Posted by Daisym on June 18, 2005, at 14:19:10

In reply to Re: Daisy, how are you today?, posted by happyflower on June 18, 2005, at 13:16:55

Today is a hard day. I'm trying to take care of myself and meet some of my responsibilities but I find myself sitting in my office, not working, just kind of sitting. I thought maybe I would write here and see if it helps.

Yesterday was such an up and down day. And wouldn't you know it, I turned on Oprah and the whole show was about csa. I couldn't seem to turn it off (sorry Falls) because I was hearing my life come out of other people's mouths. I kept telling myself, "at least THAT didn't happen" -- the worst segment was on forgiveness. Oprah says we HAVE to forgive to move on. I found myself screaming at the TV -- "HOW?!" *sigh* My mom called at the end of the show so maybe I missed the how part. She didn't make me feel better.

*-*-*

[YOUR TASKS]
A. List every name that appears in the forum post about a hard day, including usernames.
B. Write the next paragraph of the forum post about a hard day, starting after its final sentence.

*-*-*

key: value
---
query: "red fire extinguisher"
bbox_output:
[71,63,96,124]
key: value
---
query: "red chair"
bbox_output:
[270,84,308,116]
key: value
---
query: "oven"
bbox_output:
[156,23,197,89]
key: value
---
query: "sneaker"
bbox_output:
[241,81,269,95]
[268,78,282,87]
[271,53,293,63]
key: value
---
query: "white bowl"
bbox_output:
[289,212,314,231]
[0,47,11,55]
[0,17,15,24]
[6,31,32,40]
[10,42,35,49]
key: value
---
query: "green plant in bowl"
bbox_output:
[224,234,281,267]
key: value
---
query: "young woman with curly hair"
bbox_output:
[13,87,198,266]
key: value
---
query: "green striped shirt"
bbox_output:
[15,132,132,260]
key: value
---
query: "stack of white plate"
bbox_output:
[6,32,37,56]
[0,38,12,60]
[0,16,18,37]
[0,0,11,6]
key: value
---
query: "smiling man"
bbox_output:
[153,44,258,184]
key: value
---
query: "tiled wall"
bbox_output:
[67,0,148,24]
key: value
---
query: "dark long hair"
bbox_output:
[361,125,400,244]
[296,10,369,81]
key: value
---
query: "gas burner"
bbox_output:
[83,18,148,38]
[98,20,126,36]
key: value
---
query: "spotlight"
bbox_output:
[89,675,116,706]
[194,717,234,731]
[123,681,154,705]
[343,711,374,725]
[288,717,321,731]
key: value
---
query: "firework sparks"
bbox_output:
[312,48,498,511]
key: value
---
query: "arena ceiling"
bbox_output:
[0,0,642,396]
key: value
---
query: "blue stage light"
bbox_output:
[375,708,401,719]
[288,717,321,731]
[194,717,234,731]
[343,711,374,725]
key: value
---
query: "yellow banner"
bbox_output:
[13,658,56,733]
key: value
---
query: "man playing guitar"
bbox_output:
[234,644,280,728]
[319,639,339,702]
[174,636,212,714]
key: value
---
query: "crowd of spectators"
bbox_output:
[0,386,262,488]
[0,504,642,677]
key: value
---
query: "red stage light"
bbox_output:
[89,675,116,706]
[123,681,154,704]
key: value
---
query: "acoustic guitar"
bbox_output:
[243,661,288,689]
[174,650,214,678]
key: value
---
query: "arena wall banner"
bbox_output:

*-*-*

[ANSWER SECTION]
A. Daisym, happyflower, Daisy, Oprah, Falls

B.
I have a good friend who is a child psychologist. Her specialty is attachment. She was an abused child her self, from her dad. She called last night due to an email I sent her. We talked about releasing the dutiful daughter who emerged when my dad arrived and how to begin to do that. She suggested planting a pink rose bush over her "grave." I couldn't believe the tears this brought out. I think I still need that part of me to protect me. She insisted that I don't because I can't get free until I let her go. She wants me to be mom, wife, friend and boss. No more daughter. But if I give this up, aren't I giving up hope of ever having the parents I needed? She didn't push, she knows it is going to take a long time. But I guess it was good that she is thrilled with my therapist, she said, "it sounds like he knows what he is doing. Most of us (meaning psychologists) can't stand the heat of the kitchen you are in and we get out." It gave me a lot to think about.

Today is my wedding anniversary. It started with my husband announcing that he was in a very bad mood, he didn't know why but I should stay away from him for awhile. He said, "it is my turn to brood." I'll take that as a slap.

Tomorrow is Father's day. I want to sit in the dark closet all day. I didn't even send a card. I'm supposed to go to my inlaws but I don't know how to get through that. I'd rather stay home by myself. But that feels really dangerous.

I just realized how morose all this is. Are you sorry you asked? I'll stop now. I do appreciate the support. You have no idea how much I need it.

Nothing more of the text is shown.